▶ _Work to do_:
a: In the btrfs-progs email thread, rewrite the paragraph beginning "In kernel, we have block layer" more briefly, keeping its main facts.
b: Answer these from the btrfs-progs email thread, one line each:
(i) Which btrfs check command is named in the most recent report?
(ii) Which call does btrfs-progs use for writing, according to the cause section?
(iii) Which open flag could solve the problem, at a possible cost in performance?
c: Write what comes next in the btrfs-progs email thread, picking up after its last line.

▶ _Selected text_:
--------------------------------------------------
On 2019/3/27 下午4:37, Nikolay Borisov wrote:
>
>
> On 27.03.19 г. 9:25 ч., Qu Wenruo wrote:
>> [BUG]
>> There are tons of reports of btrfs-progs screwing up the fs, the most
>> recent one is "btrfs check --clear-space-cache v1" triggered BUG_ON()
>> and then leaving the fs with transid mismatch problem.
>>
>> [CAUSE]
>> In kernel, we have block layer handing the flush work, even on devices
>> without FUA support (like most SATA device using default libata
>> settings), kernel handles FUA write by flushing the device, then normal
>> write, and finish it with another flush.
>>
>> The pre-flush, write, post-flush works pretty well to implement FUA
>> write.
>>
>> However in btrfs-progs we just use pwrite(), there is nothing keeping
>> the write order.
>
> This could be expanded to include the following information:
>
> 1. The device fs is opened with only O_RD or O_RDWR i.e we don't pass
> any special arguments when opening the fd.
In fact you can pass O_SYNC to solve the problem, but with possible
performance penalty.
In fact, the fsync() call here is completely compatible with any open
flag except O_RDONLY.
So I'm not sure why extra comment on this is needed.
>
> 2. We do not use fsync anywhere
Even we use, it won't cause any problem.
Here we only need to ensure one barrier for super block, if another part
of btrfs-progs wants an extra barrier, it's completely fine to do so.
So I don't see much point to explain both points.
--------------------------------------------------
▶ _Supplied material_:
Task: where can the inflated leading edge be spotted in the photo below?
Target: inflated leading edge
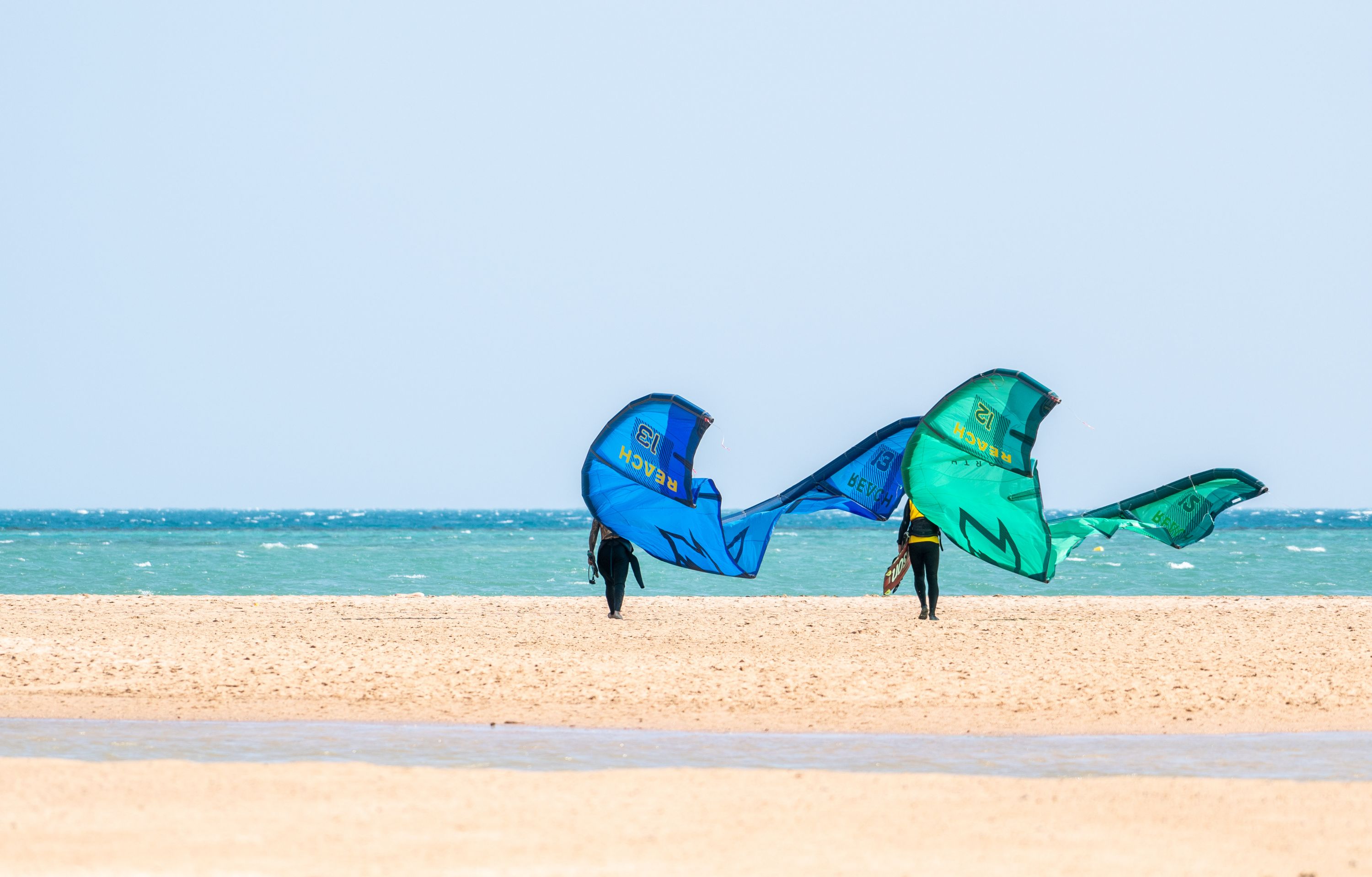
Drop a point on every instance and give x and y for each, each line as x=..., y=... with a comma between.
--------------------------------------------------
▶ _Results of the tasks_:
a: In the kernel, the block layer handles flushing. Even on devices without FUA support, like most SATA devices on default libata settings, the kernel does a FUA write as a flush, then a normal write, then another flush.

b:
(i) "btrfs check --clear-space-cache v1"
(ii) pwrite()
(iii) O_SYNC

c:
>
>>
>> So even for basic v1 free space cache clearing, we have different vision
>> on the write sequence from kernel bio layer (by dm-log-writes) and user
>> space pwrite() calls.
>>
>> In btrfs-progs, with extra debug output in write_tree_block() and
>> write_dev_supers(), we can see btrfs-progs follows the right write
>> sequence:
>>
>> Opening filesystem to check...
>> Checking filesystem on /dev/mapper/log
>> UUID: 3feb3c8b-4eb3-42f3-8e9c-0af22dd58ecf
>> write tree block start=1708130304 gen=39
>> write tree block start=1708146688 gen=39
>> write tree block start=1708163072 gen=39
>> write super devid=1 gen=39
>> write tree block start=1708179456 gen=40
>> write tree block start=1708195840 gen=40
>> write super devid=1 gen=40
>> write tree block start=1708130304 gen=41
>> write tree block start=1708146688 gen=41
>> write tree block start=1708228608 gen=41
>> write super devid=1 gen=41
>> write tree block start=1708163072 gen=42
>> write tree block start=1708179456 gen=42
>> write super devid=1 gen=42
>> write tree block start=1708130304 gen=43
>> write tree block start=1708146688 gen=43
>> write super devid=1 gen=43
>> Free space cache cleared
>>
>> But from dm-log-writes, the bio sequence is a different story:
>>
>> replaying 1742: sector 131072, size 4096, flags 0(NONE)
>> replaying 1743: sector 128, size 4096, flags 0(NONE) <<< Only one sb write
>> replaying 1744: sector 2828480, size 4096, flags 0(NONE)
>> replaying 1745: sector 2828488, size 4096, flags 0(NONE)
>> replaying 1746: sector 2828496, size 4096, flags 0(NONE)
>> replaying 1787: sector 2304120, size 4096, flags 0(NONE)
>> ......
>> replaying 1790: sector 2304144, size 4096, flags 0(NONE)
>> replaying 1791: sector 2304152, size 4096, flags 0(NONE)
>> replaying 1792: sector 0, size 0, flags 8(MARK)
>>
>> During the free space cache clearing, we committed 3 transaction but
>> dm-log-write only caught one super block write.
>>
>> This means all the 3 writes were merged into the last super block write.
>> And the super block write was the 2nd write, before all tree block
>> writes, completely screwing up the metadata CoW protection.
>>
>> No wonder crashed btrfs-progs can make things worse.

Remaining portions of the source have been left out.